* EXERCISE 1 *
Repeat the passage of the java fern forum thread between "## BillD (Jun" and "adhere to anything.", inclusive, with no changes.
* EXERCISE 2 *
Pick up the java fern forum thread after its last sentence and keep it going.

* READING TEXT *
# Help with identifying slime, fungus?



## arc (Mar 11, 2010)

Hi all,

I need some help identifying this slime/fungus or whatever it is that's been growing on the roots of my java fern.

It started growing a few weeks back and now its totally covered the root systems. It doesn't seem to be causing issues with the plants though as the new leaf from the fern are growing and the ghost shrimp in that tank are picking food off it.

The tank is an experiment/ grow out tank for plants. Its got a power head attached to a sponge filter and DIY co2. I've spike it every 3 months with land fertilizers 
http://www.homedepot.ca/webapp/wcs/...Ntx=mode+matchall&recN=0&N=0&Ntk=P_PartNumber

Before people start flaming me for using this, it is an experimental tank so no fish just ghosts and snails. I've had ghost larvae for a few days but they starved before I had my green water cultures up.

Any help would be really appreciated


----------



## BillD (Jun 5, 2006)

That is a type of algae, and probably caused by your use of land fertilizer. I would suggest removing as much as possible manually, as it doesn't really adhere to anything.

* SUPPLIED DATA *
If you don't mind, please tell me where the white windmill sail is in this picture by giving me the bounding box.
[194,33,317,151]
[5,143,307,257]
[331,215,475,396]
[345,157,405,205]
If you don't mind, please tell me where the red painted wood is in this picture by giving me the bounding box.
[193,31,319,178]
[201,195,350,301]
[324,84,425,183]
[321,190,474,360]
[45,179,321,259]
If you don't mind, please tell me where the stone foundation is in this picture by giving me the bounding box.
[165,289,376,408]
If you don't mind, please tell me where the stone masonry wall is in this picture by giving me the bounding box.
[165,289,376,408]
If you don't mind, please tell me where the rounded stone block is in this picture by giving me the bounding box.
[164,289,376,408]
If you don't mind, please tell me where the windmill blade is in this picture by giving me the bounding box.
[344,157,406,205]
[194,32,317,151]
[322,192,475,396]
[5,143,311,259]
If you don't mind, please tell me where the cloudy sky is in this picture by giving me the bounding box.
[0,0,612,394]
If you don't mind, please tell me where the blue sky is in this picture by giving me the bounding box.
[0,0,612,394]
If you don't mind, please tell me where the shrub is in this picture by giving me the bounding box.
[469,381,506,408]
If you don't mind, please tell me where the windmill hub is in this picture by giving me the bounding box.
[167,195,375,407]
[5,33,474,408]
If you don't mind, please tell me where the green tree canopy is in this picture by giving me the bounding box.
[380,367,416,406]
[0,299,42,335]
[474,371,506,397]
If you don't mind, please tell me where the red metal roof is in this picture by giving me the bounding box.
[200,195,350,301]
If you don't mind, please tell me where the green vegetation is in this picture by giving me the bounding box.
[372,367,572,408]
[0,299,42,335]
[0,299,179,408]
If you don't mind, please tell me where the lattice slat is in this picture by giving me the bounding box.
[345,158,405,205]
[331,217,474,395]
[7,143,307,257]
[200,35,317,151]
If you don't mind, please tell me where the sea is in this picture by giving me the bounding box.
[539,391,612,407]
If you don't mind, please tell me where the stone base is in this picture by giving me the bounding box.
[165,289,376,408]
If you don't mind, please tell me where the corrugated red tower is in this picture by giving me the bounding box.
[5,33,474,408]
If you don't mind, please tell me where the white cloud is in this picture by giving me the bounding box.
* * *
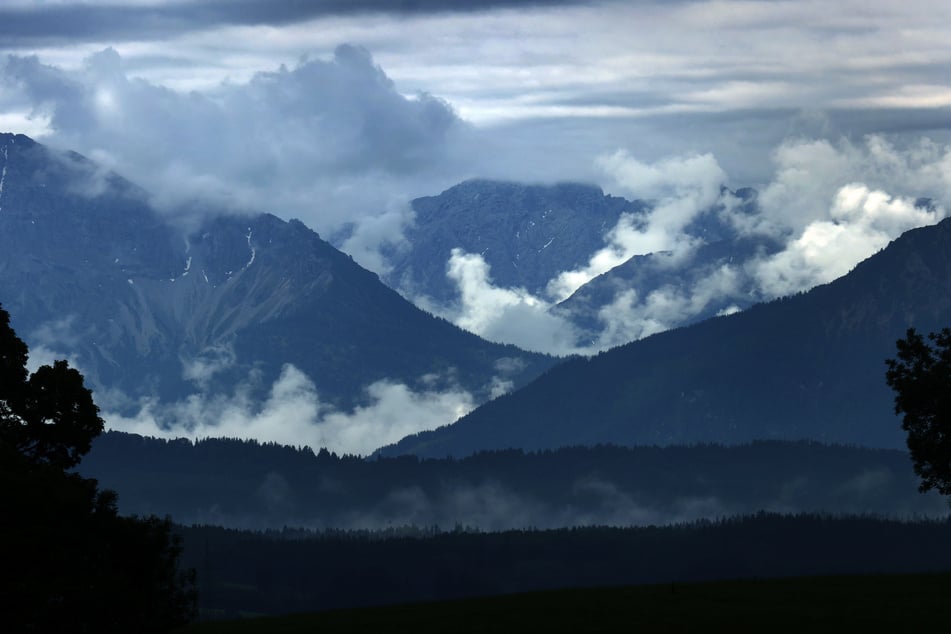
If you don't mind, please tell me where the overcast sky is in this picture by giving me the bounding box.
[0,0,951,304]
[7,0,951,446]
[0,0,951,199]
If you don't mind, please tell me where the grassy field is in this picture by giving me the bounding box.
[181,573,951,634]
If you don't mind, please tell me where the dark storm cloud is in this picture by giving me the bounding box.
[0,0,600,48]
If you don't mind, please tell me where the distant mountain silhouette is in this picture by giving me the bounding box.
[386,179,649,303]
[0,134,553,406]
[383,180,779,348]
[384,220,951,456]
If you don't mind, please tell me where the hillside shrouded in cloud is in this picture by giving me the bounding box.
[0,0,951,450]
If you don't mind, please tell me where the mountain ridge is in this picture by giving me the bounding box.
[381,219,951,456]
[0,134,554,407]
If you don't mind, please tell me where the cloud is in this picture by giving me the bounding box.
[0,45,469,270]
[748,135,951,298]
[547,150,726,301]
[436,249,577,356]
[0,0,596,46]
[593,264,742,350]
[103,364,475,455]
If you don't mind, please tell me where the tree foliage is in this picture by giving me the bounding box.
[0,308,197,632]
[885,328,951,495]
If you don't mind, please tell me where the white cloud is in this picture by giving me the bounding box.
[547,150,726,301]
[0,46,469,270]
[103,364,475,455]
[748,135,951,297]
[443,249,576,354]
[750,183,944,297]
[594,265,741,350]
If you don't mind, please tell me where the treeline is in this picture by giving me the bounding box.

* EXERCISE OUTPUT 1 *
## BillD (Jun 5, 2006)

That is a type of algae, and probably caused by your use of land fertilizer. I would suggest removing as much as possible manually, as it doesn't really adhere to anything.

* EXERCISE OUTPUT 2 *
----------



## arc (Mar 11, 2010)

> That is a type of algae, and probably caused by your use of land fertilizer. I would suggest removing as much as possible manually, as it doesn't really adhere to anything.


You right about removing it, I tried to clean it once and it comes off really easily

Would anything eat it? I going to get rid of it after the ghost shrimp eggs hatch. Hoping to have the larvae eat that as a continuous food source rather than me feeding green water twice a day


----------



## bae (May 11, 2007)

Flag fish (Jordanella floridae) might eat it. I have a few and they are willing to eat some filamentous algae as well as a little duckweed (!!). But if you pull most of it off, and stop fertilizing, you can probably get rid of it.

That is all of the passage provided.